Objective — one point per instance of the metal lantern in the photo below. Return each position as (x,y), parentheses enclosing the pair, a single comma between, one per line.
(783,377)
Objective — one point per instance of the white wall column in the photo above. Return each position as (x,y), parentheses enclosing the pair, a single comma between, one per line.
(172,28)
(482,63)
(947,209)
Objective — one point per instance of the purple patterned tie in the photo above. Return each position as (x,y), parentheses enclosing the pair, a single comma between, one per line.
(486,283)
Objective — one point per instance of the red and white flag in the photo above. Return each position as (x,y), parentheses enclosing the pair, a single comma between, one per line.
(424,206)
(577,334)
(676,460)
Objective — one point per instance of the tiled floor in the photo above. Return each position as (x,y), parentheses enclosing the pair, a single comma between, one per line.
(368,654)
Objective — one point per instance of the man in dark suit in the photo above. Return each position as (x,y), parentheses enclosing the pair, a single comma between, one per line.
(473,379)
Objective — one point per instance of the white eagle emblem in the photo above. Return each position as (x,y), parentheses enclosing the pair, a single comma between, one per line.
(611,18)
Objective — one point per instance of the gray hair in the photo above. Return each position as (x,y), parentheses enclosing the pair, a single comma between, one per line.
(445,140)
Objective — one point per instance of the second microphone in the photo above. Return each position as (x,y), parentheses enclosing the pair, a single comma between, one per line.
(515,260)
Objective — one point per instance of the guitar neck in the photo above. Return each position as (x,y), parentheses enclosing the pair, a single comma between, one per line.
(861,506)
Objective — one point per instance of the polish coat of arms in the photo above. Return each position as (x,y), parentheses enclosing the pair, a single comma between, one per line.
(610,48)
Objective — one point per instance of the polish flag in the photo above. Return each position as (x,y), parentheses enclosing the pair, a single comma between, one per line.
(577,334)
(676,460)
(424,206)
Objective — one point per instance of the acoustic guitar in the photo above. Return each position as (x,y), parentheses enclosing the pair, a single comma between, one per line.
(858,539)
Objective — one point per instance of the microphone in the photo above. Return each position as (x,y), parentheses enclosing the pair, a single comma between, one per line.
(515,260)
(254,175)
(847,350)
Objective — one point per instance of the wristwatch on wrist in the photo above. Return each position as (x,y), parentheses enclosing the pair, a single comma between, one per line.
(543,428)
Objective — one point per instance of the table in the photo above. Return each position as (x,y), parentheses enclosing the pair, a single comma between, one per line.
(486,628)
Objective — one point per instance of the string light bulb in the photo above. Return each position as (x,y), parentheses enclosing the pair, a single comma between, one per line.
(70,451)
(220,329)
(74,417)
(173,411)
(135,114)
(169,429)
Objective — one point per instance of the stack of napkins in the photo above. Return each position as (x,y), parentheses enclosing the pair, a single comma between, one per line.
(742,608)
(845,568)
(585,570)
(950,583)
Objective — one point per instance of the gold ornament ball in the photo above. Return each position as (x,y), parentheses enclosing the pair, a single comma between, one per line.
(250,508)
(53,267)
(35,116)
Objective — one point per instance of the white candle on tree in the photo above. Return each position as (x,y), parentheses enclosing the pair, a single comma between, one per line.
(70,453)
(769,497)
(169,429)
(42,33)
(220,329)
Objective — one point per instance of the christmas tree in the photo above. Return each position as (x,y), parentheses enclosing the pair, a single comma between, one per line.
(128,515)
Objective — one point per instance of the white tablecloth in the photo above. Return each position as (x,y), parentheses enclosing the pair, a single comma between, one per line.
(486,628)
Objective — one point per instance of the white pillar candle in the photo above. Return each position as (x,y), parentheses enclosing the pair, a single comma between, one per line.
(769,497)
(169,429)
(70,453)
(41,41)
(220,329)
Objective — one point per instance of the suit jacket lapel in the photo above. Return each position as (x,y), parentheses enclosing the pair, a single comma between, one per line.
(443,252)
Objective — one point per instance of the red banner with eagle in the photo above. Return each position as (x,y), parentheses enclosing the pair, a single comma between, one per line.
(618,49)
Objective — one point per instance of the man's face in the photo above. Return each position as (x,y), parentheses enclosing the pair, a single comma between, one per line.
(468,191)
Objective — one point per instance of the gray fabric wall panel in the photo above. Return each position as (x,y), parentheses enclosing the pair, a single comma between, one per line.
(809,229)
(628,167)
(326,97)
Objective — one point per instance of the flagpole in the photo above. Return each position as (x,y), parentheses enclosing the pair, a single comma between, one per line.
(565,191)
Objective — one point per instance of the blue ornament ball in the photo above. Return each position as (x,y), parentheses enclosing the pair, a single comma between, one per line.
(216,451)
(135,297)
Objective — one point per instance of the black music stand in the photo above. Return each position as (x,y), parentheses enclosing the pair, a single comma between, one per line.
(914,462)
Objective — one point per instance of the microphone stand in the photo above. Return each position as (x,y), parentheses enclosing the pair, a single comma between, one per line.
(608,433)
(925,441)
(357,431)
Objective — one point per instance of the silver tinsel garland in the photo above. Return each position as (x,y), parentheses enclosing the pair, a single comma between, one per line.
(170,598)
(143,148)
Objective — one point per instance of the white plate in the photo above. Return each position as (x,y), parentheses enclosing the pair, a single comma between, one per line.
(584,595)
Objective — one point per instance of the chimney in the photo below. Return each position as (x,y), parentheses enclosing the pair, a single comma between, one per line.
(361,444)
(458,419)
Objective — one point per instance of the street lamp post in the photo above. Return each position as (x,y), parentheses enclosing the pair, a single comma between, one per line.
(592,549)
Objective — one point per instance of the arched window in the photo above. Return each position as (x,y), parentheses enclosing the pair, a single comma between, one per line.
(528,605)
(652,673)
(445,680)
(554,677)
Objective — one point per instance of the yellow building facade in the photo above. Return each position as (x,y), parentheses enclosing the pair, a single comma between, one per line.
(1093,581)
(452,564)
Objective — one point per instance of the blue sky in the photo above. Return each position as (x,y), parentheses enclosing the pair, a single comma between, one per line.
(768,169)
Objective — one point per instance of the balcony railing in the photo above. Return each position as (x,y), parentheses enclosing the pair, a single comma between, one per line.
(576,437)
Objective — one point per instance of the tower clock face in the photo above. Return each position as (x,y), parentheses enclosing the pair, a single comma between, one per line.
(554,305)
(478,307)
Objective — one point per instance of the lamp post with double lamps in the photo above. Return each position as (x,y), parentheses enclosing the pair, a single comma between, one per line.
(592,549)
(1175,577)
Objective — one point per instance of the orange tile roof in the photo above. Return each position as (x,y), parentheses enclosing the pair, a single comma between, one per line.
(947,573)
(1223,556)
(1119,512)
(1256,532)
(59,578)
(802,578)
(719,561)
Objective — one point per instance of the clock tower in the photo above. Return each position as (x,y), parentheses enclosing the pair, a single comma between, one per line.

- - - - - - -

* **Exercise brief**:
Having read the entries above, set each one down again exactly.

* **Problem solution**:
Objective — one point per instance of the metal lantern in the photo below. Return each position as (x,y), parentheses enclosing the pair, a single comma between, one per line.
(783,377)
Objective — one point per instance of the white wall column in the photo above. Return each position as (x,y), parentheses enclosing the pair, a single comma between, one per line.
(172,28)
(482,63)
(947,209)
Objective — one point per instance of the purple patterned tie in the photo above. Return each position as (x,y), parentheses enclosing the pair, a single comma between, one per line.
(486,283)
Objective — one point per instance of the red and white flag in the photo above. Return each position as (x,y), parentheses enclosing the pair, a single comma between, one per line.
(424,206)
(577,334)
(676,460)
Objective — one point per instance of the tiled floor in the photo above. Return each position as (x,y), parentheses enclosing the pair, a single comma between, one per line.
(368,654)
Objective — one point per instance of the man in dark suit in the photo above. Return each position as (x,y), parentheses enclosing the pair, a single comma between, one per line.
(473,379)
Objective — one point per instance of the white eagle emblem in the photo above. Return each position as (x,y), parentheses enclosing the pair, a single comma between, one per line.
(611,18)
Objective — one point per instance of the gray hair in the photo above. Return each position as (x,y), parentheses enclosing the pair, a single comma between, one per line.
(445,140)
Objective — one point per instance of the second microphone in the photo above. Return each position as (x,y), parentheses enclosing the pair, a single comma between, one per line.
(515,260)
Objective — one point per instance of the guitar neck in the photo above. Return each position as (x,y), parentheses enclosing the pair, a single comma between, one per line.
(861,506)
Objective — one point per instance of the polish coat of arms in the photo above. Return each position as (x,y), parentheses enclosing the pair, a single comma between, one per line.
(610,48)
Objective — one point per instance of the polish flag in the photo above. Return each position as (x,y), parentheses enclosing the pair, a single comma between, one per line.
(577,334)
(676,460)
(424,206)
Objective — one point per instance of the acoustic guitar in the photo above. Return each position as (x,y), parentheses enclosing the pair, a single comma between, one per line.
(858,539)
Objective — one point per instance of the microphone in the photo above. Return each position as (x,y), parentheses enclosing the pair, a single comma between, one per line.
(515,260)
(254,175)
(847,350)
Objective — one point per instance of the wristwatch on wrist in the photo above. Return each position as (x,y), parentheses enclosing the pair, a single comma between, one per line.
(543,428)
Objective — one point per instance of the table in the photo above. Return each position as (x,y), parentheses enclosing the pair, a single comma between, one per line.
(486,628)
Objective — one point per instance of the string light bulb in the photo above. Return each position as (x,y), parentheses enclosing the pair, a single comma between, one per line.
(70,451)
(220,329)
(74,417)
(173,411)
(135,114)
(169,429)
Objective — one point per instance of the stack of napkins in the photo above. Return each position as (x,y), parentheses enclosing the pair, a single comma between, one per line.
(742,608)
(845,568)
(585,570)
(950,583)
Objective — one point per instance of the gold ornament ball in the photo above. Return each position as (x,y), parentheses enclosing the pair, a single comma between, one per line.
(250,508)
(53,267)
(35,116)
Objective — one point per instance of the white candle on tree in the photo above. Return each position as (x,y), parentheses enclosing the pair, a single comma between, one per line.
(70,453)
(769,497)
(169,429)
(42,33)
(220,329)
Objective — one point per instance of the christmas tree in the photo above. Return each position as (x,y), parentheses enclosing the pair, a single comma between, one per line.
(128,515)
Objective — one point per instance of the white tablecloth in the photo above. Return each position as (x,y), parentheses enclosing the pair, a single comma between, one per line.
(486,628)
Objective — one point per instance of the white pillar candle in the photo above. Return each position as (x,y), parentheses enclosing the pair, a single comma between, one per line.
(769,497)
(169,429)
(70,453)
(41,41)
(220,329)
Objective — one point per instance of the suit jacket lapel in the photo above. Return each position as (x,y), parentheses enclosing the pair, a single comma between, one per line.
(443,252)
Objective — one point per instance of the red banner with eagle in the photo above. Return each position as (x,y), parentheses enclosing the pair, a single comma between, one per line.
(618,49)
Objective — one point per instance of the man's face in the photo above. Return each position as (x,y), parentheses enclosing the pair, a single comma between, one per line.
(468,191)
Objective — one point per instance of the gray fabric wall panel in the photo above. Return each position as (x,y), parentheses enclosing the pair, a single comma between, one per line.
(809,229)
(628,167)
(326,97)
Objective — one point per instance of the flagpole in the photo above. Return each position as (x,y), parentheses enclosing the pair, a single comma between, one per line.
(565,191)
Objective — one point per instance of the blue ornament ball in the photo above. Return each position as (x,y), parentheses enclosing the pair, a single comma between, one per line.
(216,451)
(135,297)
Objective — one point per instance of the black music stand in the photo above. Return each position as (x,y), parentheses enclosing the pair, a single comma between, one per line.
(914,462)
Objective — one point per instance of the microphone stand in the photo above. Return each position as (x,y), parentheses enclosing the pair, a single comma between, one per line.
(608,433)
(925,441)
(357,431)
Objective — one point per instance of the silver tinsel garland in the photo above. Return each position as (x,y), parentheses enclosing the pair, a single comma between, one per line.
(170,598)
(143,148)
Objective — one point per instance of the white plate in the photo above. Return each position as (x,y), parentheses enclosing the pair, a single comma between, one per line.
(584,595)
Objective — one point per instance of the chimney in the photo below. Return each position as (x,y), parentheses enclosing the pair, a single comma between, one per line.
(361,444)
(458,419)
Objective — one point per instance of the street lamp post in the photo above. Return each position as (x,y), parentheses enclosing the pair, a single comma between, one per line.
(592,549)
Objective — one point per instance of the arched window in the photo above. Return each position as (x,y), parentheses enclosing the pair, a single comma between, one per line.
(528,605)
(652,673)
(445,680)
(554,677)
Objective — one point per instance of the yellow building facade in the photo above. Return each position as (x,y), parentheses enclosing the pair, a single comma between, one per line.
(1093,581)
(452,564)
Objective — one point per instance of the blue sky in the photo above. Return each position as (x,y), parentheses enclosing the pair, a single comma between, one per line.
(768,169)
Objective — one point per instance of the balcony railing in the photo above. Return each position as (x,y), parentheses enclosing the pair, a single comma between, one per line.
(576,437)
Objective — one point per instance of the tower clock face in the photo above. Return each position as (x,y), parentheses enclosing the pair, a single comma between, one per line.
(554,305)
(478,307)
Objective — one point per instance of the lamp post with double lamps in the photo above. Return each position as (x,y), parentheses enclosing the pair, a single comma between, one per line.
(592,549)
(1175,577)
Objective — one point per instance of the orange tile roof in the photo above. Return each position as (x,y), parentheses enclosing the pair, a single comma between, one per line.
(947,573)
(1223,556)
(1119,512)
(1256,532)
(59,578)
(802,578)
(719,561)
Objective — one point per instance of the clock tower in the photo above. Return each position as (x,y), parentheses enclosing the pair, a single comma between, one per line.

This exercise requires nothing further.